## Data listing
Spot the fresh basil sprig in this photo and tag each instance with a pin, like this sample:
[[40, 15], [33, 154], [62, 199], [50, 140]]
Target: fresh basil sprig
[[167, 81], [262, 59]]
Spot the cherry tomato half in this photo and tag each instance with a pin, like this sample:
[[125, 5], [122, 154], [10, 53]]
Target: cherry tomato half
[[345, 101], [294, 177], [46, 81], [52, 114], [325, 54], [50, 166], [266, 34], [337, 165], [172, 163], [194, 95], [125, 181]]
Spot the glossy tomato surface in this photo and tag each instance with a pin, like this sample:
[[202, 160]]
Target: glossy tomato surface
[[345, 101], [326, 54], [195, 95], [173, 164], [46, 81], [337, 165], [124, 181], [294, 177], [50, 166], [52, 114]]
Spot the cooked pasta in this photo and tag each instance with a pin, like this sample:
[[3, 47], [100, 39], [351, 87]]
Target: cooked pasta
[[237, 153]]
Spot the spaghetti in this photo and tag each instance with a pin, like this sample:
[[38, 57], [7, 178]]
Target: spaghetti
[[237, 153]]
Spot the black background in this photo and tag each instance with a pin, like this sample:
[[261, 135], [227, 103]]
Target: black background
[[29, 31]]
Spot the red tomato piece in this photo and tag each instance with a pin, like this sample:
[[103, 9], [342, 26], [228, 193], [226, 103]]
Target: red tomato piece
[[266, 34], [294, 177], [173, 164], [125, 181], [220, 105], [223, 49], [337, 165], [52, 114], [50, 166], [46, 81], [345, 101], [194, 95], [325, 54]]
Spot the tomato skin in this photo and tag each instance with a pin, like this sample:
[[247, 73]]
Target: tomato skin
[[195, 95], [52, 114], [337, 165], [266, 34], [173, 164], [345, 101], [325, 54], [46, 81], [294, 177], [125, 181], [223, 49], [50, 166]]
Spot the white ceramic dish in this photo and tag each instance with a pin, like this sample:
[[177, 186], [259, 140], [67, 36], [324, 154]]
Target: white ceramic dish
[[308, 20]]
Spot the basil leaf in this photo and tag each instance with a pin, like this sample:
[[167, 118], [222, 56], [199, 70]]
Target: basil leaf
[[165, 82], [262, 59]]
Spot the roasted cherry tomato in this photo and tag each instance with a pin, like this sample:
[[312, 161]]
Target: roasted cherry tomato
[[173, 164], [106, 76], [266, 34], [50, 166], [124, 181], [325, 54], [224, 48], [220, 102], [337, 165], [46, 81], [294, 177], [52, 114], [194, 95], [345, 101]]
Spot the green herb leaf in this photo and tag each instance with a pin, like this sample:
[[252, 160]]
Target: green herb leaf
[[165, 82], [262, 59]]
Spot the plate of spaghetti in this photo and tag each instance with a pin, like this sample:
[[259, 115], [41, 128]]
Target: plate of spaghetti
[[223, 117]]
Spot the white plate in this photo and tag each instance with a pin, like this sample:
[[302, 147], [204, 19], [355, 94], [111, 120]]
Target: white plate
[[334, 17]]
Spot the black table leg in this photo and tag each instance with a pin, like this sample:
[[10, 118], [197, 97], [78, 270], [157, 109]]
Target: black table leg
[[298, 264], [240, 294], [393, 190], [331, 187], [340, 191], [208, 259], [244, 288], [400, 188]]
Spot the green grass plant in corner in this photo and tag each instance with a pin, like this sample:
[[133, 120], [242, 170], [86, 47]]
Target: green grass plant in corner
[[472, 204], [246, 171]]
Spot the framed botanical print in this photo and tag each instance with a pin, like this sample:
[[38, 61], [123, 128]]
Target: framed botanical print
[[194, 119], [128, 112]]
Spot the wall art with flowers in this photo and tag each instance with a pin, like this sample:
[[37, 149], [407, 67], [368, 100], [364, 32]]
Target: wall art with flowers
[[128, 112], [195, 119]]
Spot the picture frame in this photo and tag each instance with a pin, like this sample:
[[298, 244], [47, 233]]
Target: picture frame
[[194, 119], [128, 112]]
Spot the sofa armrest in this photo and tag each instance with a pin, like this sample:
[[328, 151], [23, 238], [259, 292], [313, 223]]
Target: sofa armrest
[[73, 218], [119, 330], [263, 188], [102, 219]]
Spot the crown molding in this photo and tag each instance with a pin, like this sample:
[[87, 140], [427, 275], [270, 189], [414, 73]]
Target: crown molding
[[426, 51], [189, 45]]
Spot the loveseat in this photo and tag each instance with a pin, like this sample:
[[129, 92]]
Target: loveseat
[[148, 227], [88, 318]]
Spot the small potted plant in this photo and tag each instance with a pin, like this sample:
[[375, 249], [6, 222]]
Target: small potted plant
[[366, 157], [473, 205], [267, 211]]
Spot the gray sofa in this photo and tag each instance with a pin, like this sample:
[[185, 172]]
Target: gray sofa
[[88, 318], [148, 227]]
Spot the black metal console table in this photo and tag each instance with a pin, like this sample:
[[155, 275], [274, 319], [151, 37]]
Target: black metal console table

## Problem description
Give the lines of the entries above as a numbered list, from the line with "Spot the spaghetti" up to and including the line with "95], [325, 54]]", leaving out any blank lines.

## Result
1. Spot the spaghetti in this photo and tag each instance with a pin, like this sample:
2. [[38, 57], [7, 178]]
3. Target: spaghetti
4. [[237, 153]]
5. Spot the black background in this photo and tag each instance with a pin, like this sample:
6. [[261, 135], [227, 103]]
7. Target: black background
8. [[29, 31]]
9. Spot the red tomato piece in this photo and tag each instance with a pin, like this sample:
10. [[103, 9], [342, 26], [228, 193], [226, 103]]
11. Target: red tomato piece
12. [[266, 34], [294, 177], [173, 164], [125, 181], [220, 105], [223, 49], [337, 165], [52, 114], [50, 166], [46, 81], [345, 101], [194, 95], [325, 54]]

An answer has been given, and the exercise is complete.